| READING TEXT |
Limited read and write speed using Elasticsearch Hadoop

Hi all,

We are experiencing unexpectedly low read and write speed on our ES cluster using the Elasticsearch-Hadoop connector. We have been reading a lot about the different configurations in the connector and tested around with the values a lot, with limited success. This is our first time we manage the ES cluster and are not sure if we allocate enough resources or that something else causes the issue.

Some specifications about the data in the main index:

  • Our application is in searching patent data.
  • Total documents 82575718
  • Total index size 800GB
  • 1 replica
  • Average document size ~5Kb
  • In total we have ~50 fields of which 3 are nested
  • Our main document describes group of sub-documents in a family <-> member relationship.
  • Weekly, ~300K documents are indexed
  • Weekly, ~1M documents are updated

Some specifications about the cluster:

  • We are running the cluster on Kubernetes in EKS
  • 3 nodes
  • EBS gp3 storage, which is able to customize IOPS and throughput.
  • 2 CPU, 8GB RAM, 4GB of heap per node

Why we need the Elasticsearch-Hadoop connector?
We are running some expensive analytics on all documents on a regular basis. Results from that run will be stored in Elastic Search again such that we can expose it to our users. In these applications, we are reading all data (only relevant fields) for ES, and writing the results back to ES.

What we have observed:

  • Indexing rate ~200-300 docs/second
  • CPU is fully utilized during writing
  • Reading all the data takes more than 8 hours, after which I stopped it because it took too long.
  • With default settings the search rate is about 1.5 per sec. I am not 100% sure what this would mean for the scroll API that ES-Hadoop is using
  • When setting es.input.max.docs.per.partition to some non-default value (say 10.000), the search rate of the index increases (form 1.5 to 15 per sec), and CPU gets more heavily utilized. Also reading all data is about 2 times faster. We tested this on a development cluster with fewer data.

What we have tried:

  • For writing, changed es.batch.size.entries, but the default showed best performance.
  • For writing, disabled the refresh_interval temporarily, which helped
  • For reading, decreased the es.scroll.size from default (1000) to 200, which increased read performance 2 times.

| PROBLEMS TO WORK ON |
• A. Reproduce the post above on Elasticsearch-Hadoop read and write speed in full, word for word.
• B. From the records below, copy each line that contains the string "white", treating uppercase and lowercase as distinct.

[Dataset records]
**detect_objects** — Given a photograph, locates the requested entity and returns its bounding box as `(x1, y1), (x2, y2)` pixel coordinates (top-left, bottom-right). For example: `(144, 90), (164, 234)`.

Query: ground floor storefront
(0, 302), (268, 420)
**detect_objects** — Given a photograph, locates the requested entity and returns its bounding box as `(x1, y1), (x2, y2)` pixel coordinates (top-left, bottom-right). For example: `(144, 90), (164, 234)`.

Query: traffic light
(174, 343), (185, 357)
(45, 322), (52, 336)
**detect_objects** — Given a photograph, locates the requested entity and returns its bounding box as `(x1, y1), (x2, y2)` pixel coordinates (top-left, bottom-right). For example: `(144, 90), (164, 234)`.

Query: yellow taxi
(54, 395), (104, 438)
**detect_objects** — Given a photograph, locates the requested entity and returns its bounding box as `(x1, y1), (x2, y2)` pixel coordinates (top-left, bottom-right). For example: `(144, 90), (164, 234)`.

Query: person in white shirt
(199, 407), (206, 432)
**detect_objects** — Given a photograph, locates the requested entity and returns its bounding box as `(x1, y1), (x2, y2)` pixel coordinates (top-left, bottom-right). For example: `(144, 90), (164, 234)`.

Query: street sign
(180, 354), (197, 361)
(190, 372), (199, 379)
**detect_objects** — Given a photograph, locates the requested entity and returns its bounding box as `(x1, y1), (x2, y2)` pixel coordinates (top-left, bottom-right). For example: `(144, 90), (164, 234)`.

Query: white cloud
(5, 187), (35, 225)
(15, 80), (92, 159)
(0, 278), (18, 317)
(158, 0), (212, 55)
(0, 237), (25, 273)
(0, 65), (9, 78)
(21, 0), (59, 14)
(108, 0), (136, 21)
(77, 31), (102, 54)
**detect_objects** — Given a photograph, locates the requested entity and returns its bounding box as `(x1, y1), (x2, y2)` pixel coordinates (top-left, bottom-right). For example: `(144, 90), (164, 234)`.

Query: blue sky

| EXERCISE ANSWERS |
• A.
Limited read and write speed using Elasticsearch Hadoop

Hi all,

We are experiencing unexpectedly low read and write speed on our ES cluster using the Elasticsearch-Hadoop connector. We have been reading a lot about the different configurations in the connector and tested around with the values a lot, with limited success. This is our first time we manage the ES cluster and are not sure if we allocate enough resources or that something else causes the issue.

Some specifications about the data in the main index:

  • Our application is in searching patent data.
  • Total documents 82575718
  • Total index size 800GB
  • 1 replica
  • Average document size ~5Kb
  • In total we have ~50 fields of which 3 are nested
  • Our main document describes group of sub-documents in a family <-> member relationship.
  • Weekly, ~300K documents are indexed
  • Weekly, ~1M documents are updated

Some specifications about the cluster:

  • We are running the cluster on Kubernetes in EKS
  • 3 nodes
  • EBS gp3 storage, which is able to customize IOPS and throughput.
  • 2 CPU, 8GB RAM, 4GB of heap per node

Why we need the Elasticsearch-Hadoop connector?
We are running some expensive analytics on all documents on a regular basis. Results from that run will be stored in Elastic Search again such that we can expose it to our users. In these applications, we are reading all data (only relevant fields) for ES, and writing the results back to ES.

What we have observed:

  • Indexing rate ~200-300 docs/second
  • CPU is fully utilized during writing
  • Reading all the data takes more than 8 hours, after which I stopped it because it took too long.
  • With default settings the search rate is about 1.5 per sec. I am not 100% sure what this would mean for the scroll API that ES-Hadoop is using
  • When setting es.input.max.docs.per.partition to some non-default value (say 10.000), the search rate of the index increases (form 1.5 to 15 per sec), and CPU gets more heavily utilized. Also reading all data is about 2 times faster. We tested this on a development cluster with fewer data.

What we have tried:

  • For writing, changed es.batch.size.entries, but the default showed best performance.
  • For writing, disabled the refresh_interval temporarily, which helped
  • For reading, decreased the es.scroll.size from default (1000) to 200, which increased read performance 2 times.

• B.
Query: person in white shirt
Query: white cloud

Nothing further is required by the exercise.